7.Selena Gomez canta, recita, e conquista la critica
Per prepararsi al ruolo, Selena Gomez ha lavorato per mesi con coach vocali e attoriali, abbandonando lo stile da popstar per esplorare registri più drammatici. Ha collaborato alla scrittura di alcune canzoni, portando nel film le sue radici messicane e un’intimità artistica rara per una produzione così ambiziosa. La sua ballata più celebre del film, “Sin miedo”, è stata definita dalla critica come “una preghiera laica” per chi cerca giustizia e dignità. La sua interpretazione ha ricevuto standing ovation in molte anteprime internazionali.
8.Sceneggiatura audace: tra lirismo e brutalità
Il film è costruito in tre atti, quasi fosse una tragedia moderna: caduta, rivelazione, resurrezione. Ogni atto ha un tono differente: si passa dal noir denso di tensione a una sorta di telenovela epica, fino alla dimensione quasi onirica dell’ultimo segmento. Audiard e i suoi co-autori hanno usato una scrittura “muscolare” ma anche profondamente lirica, con dialoghi che si aprono a frasi simboliche e a momenti di pura poesia. In sottofondo, un filo rosso politico percorre tutta la narrazione: la giustizia sociale, il diritto all’identità, la maternità come atto radicale.

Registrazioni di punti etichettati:
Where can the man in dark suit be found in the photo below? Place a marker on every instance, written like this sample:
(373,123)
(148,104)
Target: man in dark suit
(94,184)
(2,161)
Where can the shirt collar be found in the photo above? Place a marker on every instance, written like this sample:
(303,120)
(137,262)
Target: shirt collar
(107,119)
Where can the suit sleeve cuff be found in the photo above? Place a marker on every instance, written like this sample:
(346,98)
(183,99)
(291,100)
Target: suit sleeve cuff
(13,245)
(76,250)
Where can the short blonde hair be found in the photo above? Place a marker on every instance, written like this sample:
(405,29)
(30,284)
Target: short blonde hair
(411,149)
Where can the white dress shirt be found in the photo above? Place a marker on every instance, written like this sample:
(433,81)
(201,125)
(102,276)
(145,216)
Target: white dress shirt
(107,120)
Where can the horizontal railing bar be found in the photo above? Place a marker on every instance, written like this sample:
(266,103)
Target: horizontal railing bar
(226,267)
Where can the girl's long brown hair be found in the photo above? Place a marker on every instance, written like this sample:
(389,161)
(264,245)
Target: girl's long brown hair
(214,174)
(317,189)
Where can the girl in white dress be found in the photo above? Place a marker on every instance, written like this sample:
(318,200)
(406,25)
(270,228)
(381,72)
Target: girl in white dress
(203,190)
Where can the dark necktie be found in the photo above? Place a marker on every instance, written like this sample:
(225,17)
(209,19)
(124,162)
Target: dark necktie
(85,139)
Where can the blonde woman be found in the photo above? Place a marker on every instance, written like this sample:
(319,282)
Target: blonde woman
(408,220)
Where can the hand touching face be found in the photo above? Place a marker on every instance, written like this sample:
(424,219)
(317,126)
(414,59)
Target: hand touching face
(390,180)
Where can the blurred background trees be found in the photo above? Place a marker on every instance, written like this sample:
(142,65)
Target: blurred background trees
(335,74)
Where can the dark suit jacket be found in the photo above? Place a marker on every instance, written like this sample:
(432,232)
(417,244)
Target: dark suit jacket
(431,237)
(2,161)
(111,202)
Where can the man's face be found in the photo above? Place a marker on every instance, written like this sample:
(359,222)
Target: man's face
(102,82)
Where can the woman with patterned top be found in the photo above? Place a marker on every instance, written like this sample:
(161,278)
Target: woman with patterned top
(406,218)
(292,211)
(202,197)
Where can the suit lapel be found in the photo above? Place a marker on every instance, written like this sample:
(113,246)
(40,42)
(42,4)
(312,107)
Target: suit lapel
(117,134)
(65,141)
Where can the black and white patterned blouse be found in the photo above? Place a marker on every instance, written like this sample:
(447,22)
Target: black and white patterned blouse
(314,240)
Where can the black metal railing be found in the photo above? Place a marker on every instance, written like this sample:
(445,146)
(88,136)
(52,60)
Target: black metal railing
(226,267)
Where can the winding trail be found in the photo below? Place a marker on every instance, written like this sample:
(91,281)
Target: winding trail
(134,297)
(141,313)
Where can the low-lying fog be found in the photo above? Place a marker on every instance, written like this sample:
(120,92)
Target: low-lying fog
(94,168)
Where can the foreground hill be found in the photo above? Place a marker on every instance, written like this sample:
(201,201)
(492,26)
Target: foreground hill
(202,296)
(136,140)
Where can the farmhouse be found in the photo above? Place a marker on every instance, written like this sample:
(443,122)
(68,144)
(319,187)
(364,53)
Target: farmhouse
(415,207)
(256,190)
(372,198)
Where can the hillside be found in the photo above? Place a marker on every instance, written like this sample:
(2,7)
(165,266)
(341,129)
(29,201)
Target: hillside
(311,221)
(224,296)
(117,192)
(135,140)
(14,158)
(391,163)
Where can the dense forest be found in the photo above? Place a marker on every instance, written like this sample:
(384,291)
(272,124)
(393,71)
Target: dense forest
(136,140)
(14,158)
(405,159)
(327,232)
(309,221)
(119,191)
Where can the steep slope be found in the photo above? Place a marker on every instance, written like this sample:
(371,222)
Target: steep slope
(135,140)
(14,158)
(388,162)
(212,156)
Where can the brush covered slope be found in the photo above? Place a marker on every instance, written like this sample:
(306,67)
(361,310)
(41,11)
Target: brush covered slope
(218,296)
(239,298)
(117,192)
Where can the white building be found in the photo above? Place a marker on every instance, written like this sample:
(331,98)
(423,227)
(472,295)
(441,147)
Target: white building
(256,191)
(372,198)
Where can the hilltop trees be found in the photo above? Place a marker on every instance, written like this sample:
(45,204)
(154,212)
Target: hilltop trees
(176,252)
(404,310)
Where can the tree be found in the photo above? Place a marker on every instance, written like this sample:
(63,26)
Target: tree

- Requisiti dell'esercizio
Estragga l'intero estratto riproducendolo parola per parola, senza alcuna modifica.

- Risposta all'esercizio
7.Selena Gomez canta, recita, e conquista la critica
Per prepararsi al ruolo, Selena Gomez ha lavorato per mesi con coach vocali e attoriali, abbandonando lo stile da popstar per esplorare registri più drammatici. Ha collaborato alla scrittura di alcune canzoni, portando nel film le sue radici messicane e un’intimità artistica rara per una produzione così ambiziosa. La sua ballata più celebre del film, “Sin miedo”, è stata definita dalla critica come “una preghiera laica” per chi cerca giustizia e dignità. La sua interpretazione ha ricevuto standing ovation in molte anteprime internazionali.
8.Sceneggiatura audace: tra lirismo e brutalità
Il film è costruito in tre atti, quasi fosse una tragedia moderna: caduta, rivelazione, resurrezione. Ogni atto ha un tono differente: si passa dal noir denso di tensione a una sorta di telenovela epica, fino alla dimensione quasi onirica dell’ultimo segmento. Audiard e i suoi co-autori hanno usato una scrittura “muscolare” ma anche profondamente lirica, con dialoghi che si aprono a frasi simboliche e a momenti di pura poesia. In sottofondo, un filo rosso politico percorre tutta la narrazione: la giustizia sociale, il diritto all’identità, la maternità come atto radicale.